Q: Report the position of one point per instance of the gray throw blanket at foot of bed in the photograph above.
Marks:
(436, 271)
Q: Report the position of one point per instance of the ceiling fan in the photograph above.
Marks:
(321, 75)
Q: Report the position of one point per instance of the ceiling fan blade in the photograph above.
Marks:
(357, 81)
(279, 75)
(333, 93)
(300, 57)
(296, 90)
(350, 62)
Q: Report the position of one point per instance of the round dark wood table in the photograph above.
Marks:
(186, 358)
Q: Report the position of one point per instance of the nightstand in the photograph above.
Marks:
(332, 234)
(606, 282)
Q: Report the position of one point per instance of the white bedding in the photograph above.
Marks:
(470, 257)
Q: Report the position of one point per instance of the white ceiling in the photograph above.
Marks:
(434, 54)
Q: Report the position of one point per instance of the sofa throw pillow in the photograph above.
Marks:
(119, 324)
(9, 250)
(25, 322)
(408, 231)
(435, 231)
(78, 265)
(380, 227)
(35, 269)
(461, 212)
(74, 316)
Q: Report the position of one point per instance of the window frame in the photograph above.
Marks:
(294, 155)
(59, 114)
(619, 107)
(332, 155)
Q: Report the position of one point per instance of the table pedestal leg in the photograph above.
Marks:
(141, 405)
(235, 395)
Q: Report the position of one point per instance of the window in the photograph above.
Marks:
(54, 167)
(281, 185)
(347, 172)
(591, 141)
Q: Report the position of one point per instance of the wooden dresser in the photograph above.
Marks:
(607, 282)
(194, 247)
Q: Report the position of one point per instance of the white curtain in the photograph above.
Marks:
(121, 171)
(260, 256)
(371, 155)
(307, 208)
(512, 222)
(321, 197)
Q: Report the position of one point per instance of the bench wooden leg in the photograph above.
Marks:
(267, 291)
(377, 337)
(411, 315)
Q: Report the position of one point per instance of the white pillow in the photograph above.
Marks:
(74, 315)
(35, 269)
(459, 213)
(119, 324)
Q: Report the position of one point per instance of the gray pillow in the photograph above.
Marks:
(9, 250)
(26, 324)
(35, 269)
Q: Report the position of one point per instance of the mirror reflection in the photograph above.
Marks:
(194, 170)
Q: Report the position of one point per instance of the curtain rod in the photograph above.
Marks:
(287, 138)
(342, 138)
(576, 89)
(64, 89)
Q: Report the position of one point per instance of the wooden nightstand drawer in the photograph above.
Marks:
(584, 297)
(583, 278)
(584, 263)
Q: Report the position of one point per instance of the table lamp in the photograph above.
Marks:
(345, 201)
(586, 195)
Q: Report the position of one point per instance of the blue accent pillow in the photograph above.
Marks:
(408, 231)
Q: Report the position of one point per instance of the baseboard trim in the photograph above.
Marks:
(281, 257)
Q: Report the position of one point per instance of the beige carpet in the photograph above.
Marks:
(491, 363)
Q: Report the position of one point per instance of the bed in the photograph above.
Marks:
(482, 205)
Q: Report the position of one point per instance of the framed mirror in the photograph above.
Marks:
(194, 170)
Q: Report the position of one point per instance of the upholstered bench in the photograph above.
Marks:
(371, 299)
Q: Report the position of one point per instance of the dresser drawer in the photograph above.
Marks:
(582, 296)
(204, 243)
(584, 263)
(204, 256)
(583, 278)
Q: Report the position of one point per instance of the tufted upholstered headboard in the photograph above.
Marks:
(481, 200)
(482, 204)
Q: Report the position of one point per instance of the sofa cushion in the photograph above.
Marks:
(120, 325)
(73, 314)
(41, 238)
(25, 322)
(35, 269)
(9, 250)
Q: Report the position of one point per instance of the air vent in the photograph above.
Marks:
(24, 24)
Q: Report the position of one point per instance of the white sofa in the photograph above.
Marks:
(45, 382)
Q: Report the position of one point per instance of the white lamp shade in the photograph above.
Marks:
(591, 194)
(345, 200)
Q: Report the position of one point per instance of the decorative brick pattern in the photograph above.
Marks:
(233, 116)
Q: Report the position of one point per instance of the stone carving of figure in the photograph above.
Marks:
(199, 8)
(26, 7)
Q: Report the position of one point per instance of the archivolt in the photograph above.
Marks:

—————

▶ [PROBLEM]:
Extract the complete listing verbatim.

▶ [WRITTEN RESPONSE]:
Q: Report the position of one point per instance of the gray throw blanket at foot of bed in the photograph above.
Marks:
(436, 271)
Q: Report the position of one point per instance of the ceiling fan in the photograph above.
Marks:
(321, 75)
Q: Report the position of one point per instance of the ceiling fan blade in the photograph above.
Marks:
(357, 81)
(279, 75)
(333, 93)
(300, 57)
(296, 90)
(350, 62)
Q: Report the position of one point per instance of the round dark wood table in the photograph above.
Marks:
(186, 358)
Q: Report the position of one point per instance of the nightstand in the photograph above.
Marks:
(332, 234)
(606, 282)
Q: Report the position of one point per instance of the white bedding in the photograph above.
Marks:
(470, 257)
Q: Report the position of one point per instance of the white ceiling in the photograph above.
Marks:
(434, 54)
Q: Report the position of one point per instance of the sofa throw pillow in the photograph above.
Marks:
(119, 324)
(9, 250)
(25, 322)
(408, 231)
(435, 231)
(78, 265)
(380, 227)
(35, 269)
(461, 212)
(74, 316)
Q: Report the position of one point per instance of the window frame in the photograph above.
Marks:
(294, 155)
(59, 114)
(619, 107)
(332, 155)
Q: Report the position of one point per instance of the table pedestal leg in the photograph above.
Marks:
(141, 405)
(235, 395)
Q: Report the position of one point per instance of the window in the photograph above.
Marks:
(54, 167)
(281, 185)
(347, 172)
(591, 141)
Q: Report the position of one point per instance of the wooden dresser in the photograph above.
Marks:
(607, 282)
(194, 247)
Q: Report the position of one point per instance of the white curtain in the photograph above.
Marks:
(121, 171)
(260, 256)
(371, 155)
(307, 208)
(512, 222)
(321, 197)
Q: Report the position of one point per instance of the bench wooden leg in the photograph above.
Marks:
(267, 291)
(377, 337)
(411, 315)
Q: Report the position of one point per instance of the white pillow in the photograph above.
Marks:
(74, 315)
(35, 269)
(459, 213)
(119, 324)
Q: Report the position of one point per instance of the gray pillow in the photograph above.
Marks:
(9, 250)
(26, 324)
(35, 269)
Q: Report the position of one point per instance of the mirror reflection in the photograph above.
Marks:
(194, 170)
Q: Report the position of one point per instance of the curtain rod in the photograph above.
Marks:
(287, 138)
(342, 138)
(576, 89)
(64, 89)
Q: Report the position of one point per instance of the wooden nightstand drawer in the photograph above.
Marks:
(584, 297)
(583, 278)
(584, 263)
Q: Report the position of one point per instance of the table lamp in the photograph above.
Marks:
(345, 201)
(586, 195)
Q: Report the position of one point per instance of the blue accent pillow in the photograph above.
Marks:
(408, 231)
Q: Report the position of one point per instance of the baseboard trim in the photograph above.
Marks:
(281, 257)
Q: Report the position of one point per instance of the beige carpet in the photograph above.
Marks:
(491, 363)
Q: Report the position of one point per instance of the bed in the photograph above.
Marks:
(482, 205)
Q: Report the position of one point per instance of the framed mirror in the photograph above.
Marks:
(194, 170)
Q: Report the position of one point per instance of the upholstered bench in the photograph above.
Marks:
(371, 299)
Q: Report the position of one point per instance of the dresser drawer in the photograph above.
Marks:
(582, 296)
(204, 243)
(584, 263)
(204, 256)
(583, 278)
Q: Report the position of one point per instance of the tufted upholstered headboard in the photograph above.
Marks:
(481, 200)
(482, 204)
Q: Report the position of one point per instance of the sofa cushion in the photograph above.
Marks:
(120, 325)
(73, 314)
(41, 238)
(25, 322)
(35, 269)
(9, 250)
Q: Report the position of one point per instance of the air vent in the photograph above.
Marks:
(24, 24)
Q: Report the position of one point per instance of the white sofa in the photograph above.
Marks:
(45, 382)
Q: Report the position of one point per instance of the white lamp shade in the photograph above.
Marks:
(591, 194)
(345, 200)
Q: Report the position of one point per instance of the decorative brick pattern in the photograph above.
Marks:
(233, 116)
Q: Report the position of one point per instance of the stone carving of figure in the photograph above.
Marks:
(199, 8)
(26, 7)
Q: Report the position of one point per instance of the archivolt in the photograph above.
Marks:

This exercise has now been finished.